# EXERCISE GOAL:
Quote exactly, and only, the lines from the one containing "woman's hand --coords=pixels" through the end of the material below. Skip pictures.

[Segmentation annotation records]
========================
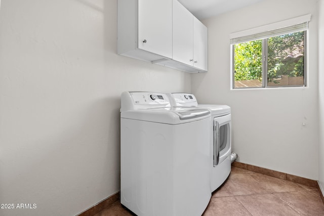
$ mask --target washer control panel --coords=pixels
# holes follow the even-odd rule
[[[172,106],[194,106],[198,105],[194,95],[189,93],[168,94]]]
[[[166,94],[148,92],[125,92],[122,94],[120,111],[171,106]]]
[[[134,104],[167,104],[169,98],[164,93],[154,92],[130,92]]]

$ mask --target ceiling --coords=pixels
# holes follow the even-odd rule
[[[264,0],[178,0],[198,19],[208,18]]]

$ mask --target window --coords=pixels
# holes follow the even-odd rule
[[[310,15],[301,17],[309,20]],[[292,20],[294,22],[296,18],[288,20],[289,22]],[[234,36],[231,36],[233,88],[305,86],[307,24],[306,21],[265,30],[287,25],[285,21],[233,33]]]

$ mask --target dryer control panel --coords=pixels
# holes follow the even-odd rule
[[[189,93],[168,94],[172,106],[196,107],[198,105],[194,95]]]
[[[120,112],[137,109],[171,106],[166,94],[148,92],[125,92],[122,94]]]

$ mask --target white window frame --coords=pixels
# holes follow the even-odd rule
[[[283,34],[295,33],[300,31],[305,32],[304,35],[304,86],[306,85],[306,64],[307,64],[307,32],[308,30],[308,24],[310,21],[311,14],[295,17],[292,19],[284,20],[282,21],[271,23],[250,29],[245,30],[230,34],[231,45],[231,89],[265,89],[267,87],[267,69],[266,68],[267,62],[265,52],[267,54],[267,46],[266,46],[266,39],[271,37],[281,35]],[[243,43],[250,41],[258,39],[263,39],[262,42],[262,85],[261,87],[247,87],[244,88],[235,88],[235,76],[234,76],[234,45],[235,44]],[[293,87],[294,86],[279,86],[277,87]],[[273,87],[271,87],[273,88]]]

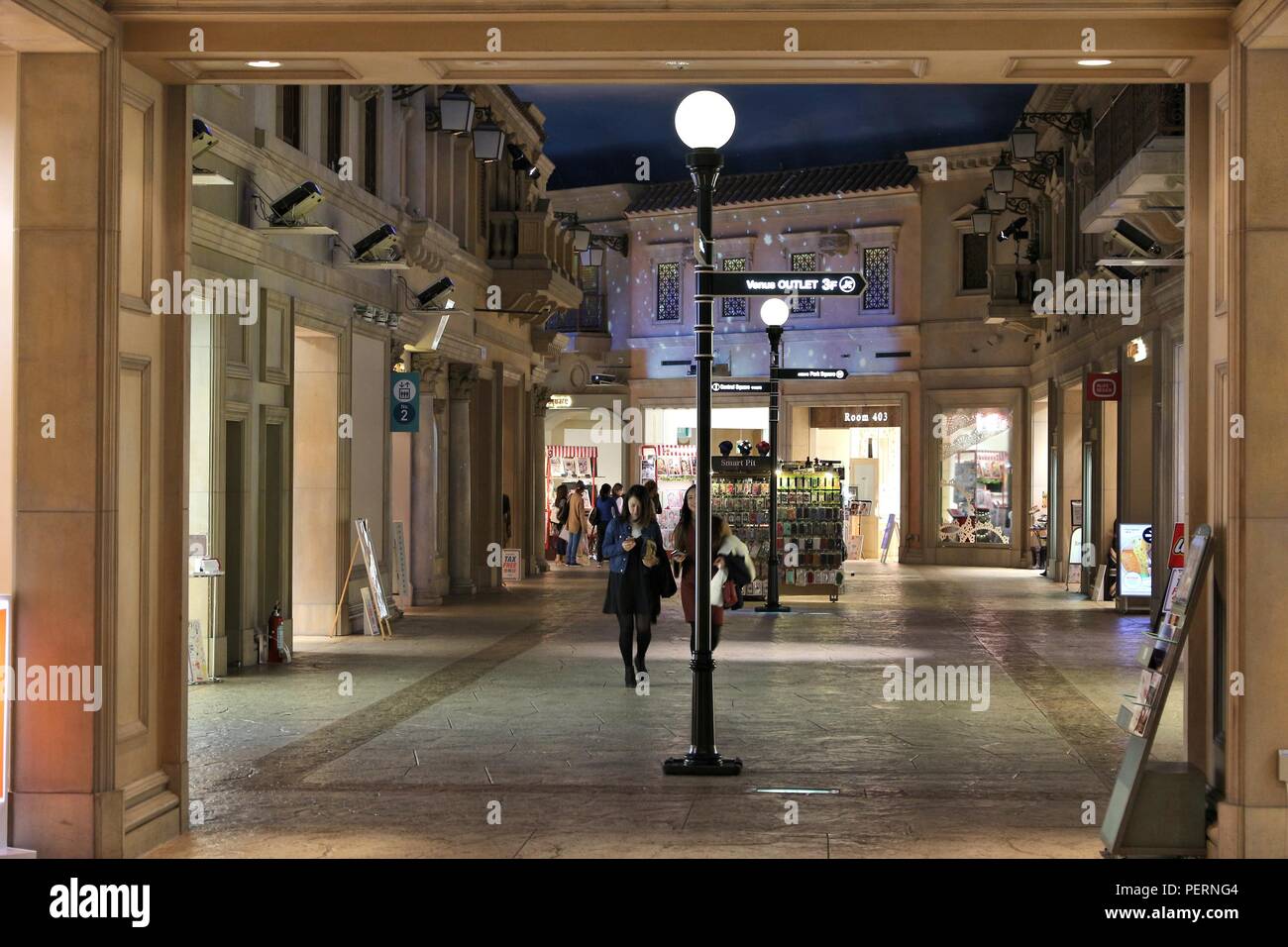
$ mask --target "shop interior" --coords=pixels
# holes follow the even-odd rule
[[[1051,399],[1042,394],[1029,402],[1029,563],[1046,571],[1050,553]]]
[[[1011,412],[997,406],[947,414],[939,474],[942,542],[1010,544],[1011,423]]]
[[[793,408],[805,415],[824,412],[837,419],[867,417],[851,424],[881,425],[894,420],[894,408]],[[884,419],[884,420],[882,420]],[[823,424],[833,421],[814,417]],[[793,417],[795,421],[795,417]],[[795,424],[793,424],[793,429]],[[845,469],[846,562],[878,559],[881,540],[890,517],[902,528],[903,501],[902,430],[893,426],[815,426],[809,425],[809,456],[838,460]],[[898,562],[899,541],[891,536],[886,562]]]

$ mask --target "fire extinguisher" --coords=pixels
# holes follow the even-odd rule
[[[282,662],[282,603],[278,602],[273,606],[272,613],[268,616],[268,664],[281,664]]]

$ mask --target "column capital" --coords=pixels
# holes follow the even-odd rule
[[[468,401],[474,396],[478,380],[479,367],[477,365],[452,362],[447,370],[447,397],[452,401]]]
[[[546,403],[550,401],[550,388],[547,385],[532,385],[532,416],[545,417]]]
[[[447,357],[437,352],[412,352],[411,370],[420,372],[420,393],[433,396],[439,379],[447,372]]]

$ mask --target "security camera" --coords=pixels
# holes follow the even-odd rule
[[[1139,227],[1132,227],[1126,220],[1115,223],[1114,228],[1109,231],[1109,236],[1115,244],[1128,251],[1136,250],[1146,256],[1158,256],[1163,253],[1163,247],[1159,246],[1157,240]]]
[[[380,224],[353,245],[353,259],[368,263],[397,259],[397,253],[398,231],[393,228],[393,224]]]
[[[312,180],[307,180],[286,197],[273,201],[269,223],[274,225],[296,224],[319,204],[322,204],[322,188]]]
[[[997,242],[1005,244],[1007,240],[1028,240],[1029,232],[1024,229],[1029,219],[1027,216],[1018,216],[1011,223],[1006,225],[1005,229],[999,231],[997,234]]]
[[[510,152],[510,167],[515,171],[522,171],[529,178],[536,178],[541,174],[541,169],[532,164],[528,156],[523,153],[523,148],[516,144],[507,144],[506,148]]]
[[[1140,277],[1139,273],[1133,273],[1127,267],[1101,265],[1096,272],[1112,276],[1115,280],[1136,280]]]
[[[201,119],[192,120],[192,160],[196,161],[198,156],[206,153],[219,143],[215,138],[215,133],[210,130],[210,126]]]
[[[435,282],[429,289],[417,292],[416,303],[421,309],[435,309],[439,307],[444,309],[451,309],[452,307],[443,305],[443,301],[444,300],[447,300],[448,303],[452,301],[447,299],[447,294],[451,292],[452,289],[455,289],[455,286],[456,283],[452,282],[451,277],[444,276],[442,280]]]

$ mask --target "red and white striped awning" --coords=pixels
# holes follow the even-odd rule
[[[546,457],[590,457],[595,460],[599,457],[599,448],[578,445],[546,445]]]

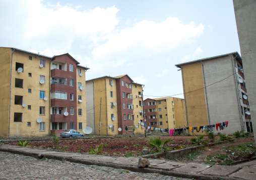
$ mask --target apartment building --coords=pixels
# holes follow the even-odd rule
[[[215,132],[252,130],[242,59],[237,52],[175,65],[180,68],[188,127],[228,126]]]
[[[165,129],[186,127],[183,99],[148,98],[144,101],[144,112],[148,126]]]
[[[87,123],[92,133],[125,134],[126,126],[129,134],[143,133],[144,86],[127,75],[86,81]]]
[[[86,126],[89,68],[68,53],[50,57],[12,48],[0,48],[0,62],[1,137],[58,135]]]

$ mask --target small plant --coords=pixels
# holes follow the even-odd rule
[[[100,153],[103,153],[103,152],[100,150],[101,147],[102,147],[102,145],[103,145],[103,143],[102,143],[100,145],[96,146],[95,149],[93,148],[92,147],[90,147],[91,149],[90,149],[88,153],[94,154],[99,154]]]
[[[20,146],[26,147],[28,143],[29,142],[27,142],[27,140],[25,140],[24,142],[23,142],[22,140],[20,140],[19,141],[19,142],[17,144]]]

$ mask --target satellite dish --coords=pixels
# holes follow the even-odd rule
[[[250,115],[250,112],[249,111],[246,111],[245,112],[245,114],[248,114],[248,115]]]
[[[38,117],[37,119],[36,119],[36,122],[40,123],[41,122],[42,122],[42,119],[40,117]]]
[[[247,96],[246,96],[246,95],[244,94],[244,95],[243,95],[243,99],[247,99]]]
[[[84,132],[84,133],[86,134],[91,134],[92,132],[92,129],[91,127],[85,127],[83,129],[83,132]]]
[[[243,82],[243,79],[242,78],[238,78],[238,81],[239,81],[239,83],[242,83]]]
[[[18,72],[21,73],[22,71],[23,71],[23,69],[22,68],[19,68],[17,70]]]

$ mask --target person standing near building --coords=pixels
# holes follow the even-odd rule
[[[124,129],[125,130],[125,136],[128,136],[128,128],[126,126],[125,126]]]

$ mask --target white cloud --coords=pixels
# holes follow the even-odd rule
[[[168,72],[168,69],[165,69],[163,71],[162,71],[162,72],[160,74],[158,74],[156,75],[156,77],[160,77],[162,76],[163,76],[165,74],[166,74]]]

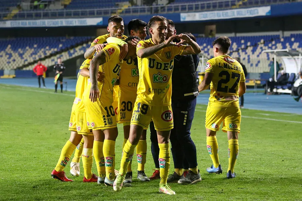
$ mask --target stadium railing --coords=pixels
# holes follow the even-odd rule
[[[131,15],[153,14],[173,13],[208,11],[236,8],[240,7],[251,7],[255,6],[270,5],[294,1],[294,0],[248,0],[248,3],[241,5],[242,0],[217,0],[205,1],[195,3],[150,6],[133,6],[125,9],[121,12],[118,7],[88,9],[56,10],[40,10],[20,11],[13,17],[13,19],[38,19],[93,17],[110,16],[119,13],[120,15]],[[10,12],[0,12],[1,19],[6,17]]]

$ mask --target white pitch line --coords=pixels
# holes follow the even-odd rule
[[[198,111],[200,112],[207,111],[206,110],[201,110],[195,109],[195,111]],[[282,119],[271,119],[268,118],[262,118],[261,117],[251,117],[249,116],[242,116],[242,117],[244,118],[249,118],[252,119],[263,119],[264,120],[269,120],[275,121],[281,121],[282,122],[289,122],[291,123],[296,123],[297,124],[302,124],[302,121],[290,121],[288,120],[283,120]]]
[[[21,90],[22,91],[34,91],[36,92],[46,93],[50,93],[50,94],[57,94],[59,95],[63,95],[64,96],[70,96],[75,97],[76,96],[75,95],[72,95],[71,94],[69,94],[67,93],[54,93],[54,92],[51,92],[50,91],[40,91],[39,90],[34,90],[29,89],[28,89],[20,88],[12,88],[12,87],[7,87],[6,86],[0,86],[0,88],[4,88],[4,89],[13,89],[13,90],[18,89],[19,90]]]

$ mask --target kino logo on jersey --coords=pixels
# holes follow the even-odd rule
[[[165,83],[168,81],[169,79],[168,76],[167,75],[162,75],[160,73],[159,73],[157,74],[153,74],[153,82],[155,83]]]

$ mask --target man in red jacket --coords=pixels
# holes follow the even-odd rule
[[[34,72],[38,76],[38,81],[39,82],[39,88],[41,88],[41,82],[40,81],[40,78],[42,78],[42,81],[43,82],[43,85],[44,88],[46,88],[45,86],[45,82],[44,81],[44,78],[43,77],[43,74],[44,72],[46,72],[47,68],[46,66],[41,63],[41,61],[38,61],[37,65],[34,68]]]

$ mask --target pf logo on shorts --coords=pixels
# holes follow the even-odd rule
[[[162,119],[165,121],[171,121],[173,119],[173,115],[171,110],[166,110],[162,113]]]

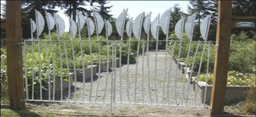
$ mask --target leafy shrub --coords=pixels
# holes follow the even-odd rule
[[[121,45],[122,44],[122,45]],[[117,47],[116,50],[116,56],[119,57],[120,53],[121,53],[121,63],[126,64],[128,62],[128,55],[130,54],[129,63],[136,63],[136,56],[135,54],[135,50],[130,48],[130,53],[128,53],[128,45],[118,43],[116,45]],[[122,46],[121,52],[120,51],[120,47]]]
[[[128,40],[126,42],[126,44],[129,44],[130,43],[130,49],[133,49],[134,51],[138,51],[138,40],[135,37],[131,37],[130,40]],[[143,53],[143,40],[140,41],[139,44],[139,51],[138,51],[139,54]]]
[[[1,48],[1,104],[9,102],[6,51]]]
[[[229,70],[241,73],[255,72],[255,42],[231,41]]]
[[[206,81],[206,76],[208,76],[208,84],[213,84],[213,75],[212,73],[201,74],[199,77],[199,81]],[[195,80],[196,80],[196,77]],[[231,70],[228,73],[228,85],[246,85],[255,87],[255,75],[250,73],[241,73],[237,71]]]

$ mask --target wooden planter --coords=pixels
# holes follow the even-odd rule
[[[204,93],[206,90],[206,104],[210,103],[211,93],[212,85],[207,85],[205,82],[199,81],[199,83],[195,83],[195,88],[197,90],[201,101],[204,103]],[[247,91],[250,87],[246,86],[227,86],[226,91],[226,100],[228,101],[242,101],[246,99]]]

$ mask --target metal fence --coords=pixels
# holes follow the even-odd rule
[[[204,94],[193,90],[189,82],[188,74],[193,72],[182,74],[185,66],[176,59],[182,58],[174,54],[182,49],[181,42],[169,43],[165,50],[148,49],[158,42],[26,40],[26,101],[207,106],[200,99]],[[193,57],[210,51],[212,45],[191,44],[191,51],[196,51],[190,54]],[[207,56],[209,51],[205,51]]]

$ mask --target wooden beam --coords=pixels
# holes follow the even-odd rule
[[[223,114],[232,25],[232,1],[218,1],[216,47],[211,96],[211,115]]]
[[[21,1],[6,1],[7,78],[10,109],[24,109]]]
[[[1,28],[6,29],[6,19],[1,19]]]

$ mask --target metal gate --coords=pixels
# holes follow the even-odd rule
[[[116,20],[118,40],[108,39],[111,25],[96,12],[95,25],[78,13],[77,26],[71,20],[69,33],[64,35],[63,20],[46,13],[48,35],[39,39],[44,20],[37,11],[36,23],[31,20],[31,39],[25,40],[23,47],[26,101],[106,103],[111,107],[118,103],[205,106],[208,90],[199,90],[196,87],[199,81],[194,80],[201,71],[206,74],[206,82],[208,78],[214,50],[206,41],[211,16],[201,25],[205,41],[193,42],[196,14],[186,23],[185,18],[177,23],[175,41],[168,39],[169,10],[152,23],[150,13],[140,14],[133,23],[130,19],[126,25],[128,38],[123,39],[126,13],[127,10]],[[85,22],[88,37],[81,35]],[[106,36],[99,36],[104,24]],[[51,32],[55,25],[57,33]],[[144,38],[140,37],[143,25],[147,34]],[[182,37],[184,25],[187,37]],[[166,35],[163,40],[158,39],[160,27]],[[91,37],[94,29],[96,36]],[[159,50],[159,46],[165,49]]]

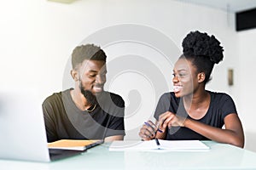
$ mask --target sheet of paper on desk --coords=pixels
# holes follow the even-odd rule
[[[123,150],[165,150],[165,151],[203,151],[210,148],[200,140],[162,140],[159,139],[160,145],[155,140],[148,141],[113,141],[110,151]]]

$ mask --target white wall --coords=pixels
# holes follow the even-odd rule
[[[255,76],[256,62],[255,42],[256,29],[240,31],[239,37],[239,77],[240,94],[239,106],[243,113],[242,120],[244,129],[247,132],[246,147],[256,151],[256,128],[255,128]]]
[[[207,88],[229,93],[237,104],[238,111],[242,118],[246,119],[245,106],[242,107],[238,103],[238,100],[241,102],[239,95],[243,93],[239,90],[241,82],[241,77],[236,74],[239,72],[239,54],[247,50],[245,46],[238,54],[238,45],[241,45],[238,40],[243,40],[243,36],[238,37],[235,31],[234,15],[224,11],[170,0],[162,0],[160,3],[155,0],[79,0],[71,4],[46,0],[9,0],[1,4],[0,20],[1,85],[16,88],[38,88],[42,100],[53,92],[62,90],[63,72],[73,48],[90,35],[108,26],[132,23],[159,31],[176,44],[177,48],[173,52],[175,56],[171,56],[172,60],[178,57],[177,49],[181,49],[182,39],[189,31],[199,30],[214,34],[224,47],[224,60],[215,67],[212,81]],[[120,35],[123,33],[116,32]],[[102,36],[102,38],[105,37]],[[130,47],[129,45],[131,44],[106,47],[105,50],[109,54],[108,60],[114,59],[115,55],[129,54],[125,48]],[[132,54],[138,54],[144,59],[148,55],[149,60],[154,62],[155,58],[152,56],[154,50],[151,54],[146,52],[149,48],[143,49],[142,46],[135,45]],[[161,60],[159,60],[155,65],[160,64]],[[235,70],[233,87],[229,87],[227,83],[229,68]],[[162,71],[167,77],[170,74],[171,81],[172,68],[170,71],[164,69]],[[132,91],[129,84],[133,84],[139,76],[129,74],[124,76],[128,76],[130,79],[121,82],[120,81],[116,82],[112,86],[116,88],[110,87],[109,90],[122,95],[126,105],[132,105],[134,101],[128,97],[129,91]],[[168,80],[166,81],[166,83],[169,83]],[[139,88],[144,86],[143,83],[148,87],[150,81],[137,84],[137,92],[139,92]],[[117,85],[128,88],[118,88]],[[171,84],[169,85],[169,88],[172,89]],[[148,87],[150,88],[150,86]],[[133,88],[136,88],[136,86]],[[148,95],[148,99],[150,99],[150,94]],[[135,112],[139,116],[135,122],[132,117],[136,117],[136,115],[125,118],[125,127],[129,129],[126,131],[126,139],[138,139],[138,128],[145,121],[144,117],[150,117],[155,107],[156,103],[154,103],[154,100],[150,101],[153,104],[148,104],[150,106],[149,110],[146,109],[147,103],[142,103],[140,110]],[[247,105],[243,103],[244,105]],[[247,120],[242,121],[247,122]],[[245,125],[246,129],[247,126],[253,127],[253,122],[249,123],[250,125]],[[251,129],[253,131],[253,128]]]

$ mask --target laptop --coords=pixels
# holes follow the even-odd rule
[[[0,159],[49,162],[84,152],[48,148],[42,101],[33,90],[0,92]]]

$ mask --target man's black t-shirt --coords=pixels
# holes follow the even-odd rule
[[[224,124],[224,119],[227,115],[231,113],[237,114],[235,103],[231,97],[226,94],[207,92],[211,95],[209,109],[202,118],[196,121],[212,127],[222,128]],[[185,110],[183,99],[176,98],[173,92],[166,93],[160,97],[154,112],[154,118],[158,120],[160,114],[168,110],[183,117],[193,119]],[[172,127],[168,129],[166,139],[207,140],[208,139],[184,127]]]
[[[43,103],[48,142],[125,135],[125,102],[120,96],[102,92],[95,110],[88,112],[75,105],[70,90],[53,94]]]

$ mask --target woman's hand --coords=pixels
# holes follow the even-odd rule
[[[139,136],[143,140],[151,140],[155,138],[157,126],[151,121],[148,121],[140,129]]]
[[[185,120],[184,117],[166,111],[159,116],[159,128],[165,132],[167,127],[168,128],[171,128],[171,127],[183,127]]]

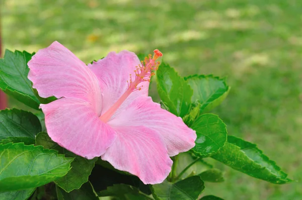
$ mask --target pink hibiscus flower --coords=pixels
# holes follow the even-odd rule
[[[155,50],[141,63],[132,52],[110,52],[87,66],[57,42],[38,51],[28,78],[41,97],[59,98],[40,105],[52,140],[88,159],[101,156],[145,184],[163,182],[169,156],[193,147],[196,135],[148,96],[162,55]]]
========================
# SOLUTION TO THIS EXERCISE:
$ mask --target woman's hand --coords=pixels
# holes follow the even-odd rule
[[[139,136],[143,140],[151,140],[155,138],[157,126],[151,121],[148,121],[140,129]]]
[[[185,120],[184,117],[166,111],[159,116],[159,128],[165,132],[167,127],[168,128],[171,128],[171,127],[183,127]]]

$ mask --target pink hibiscus flower --coords=pixels
# holes follow the even-odd rule
[[[155,50],[141,63],[132,52],[110,52],[87,66],[57,42],[38,51],[28,78],[41,97],[59,98],[40,105],[52,140],[88,159],[101,156],[145,184],[163,182],[169,156],[193,147],[196,135],[148,96],[162,55]]]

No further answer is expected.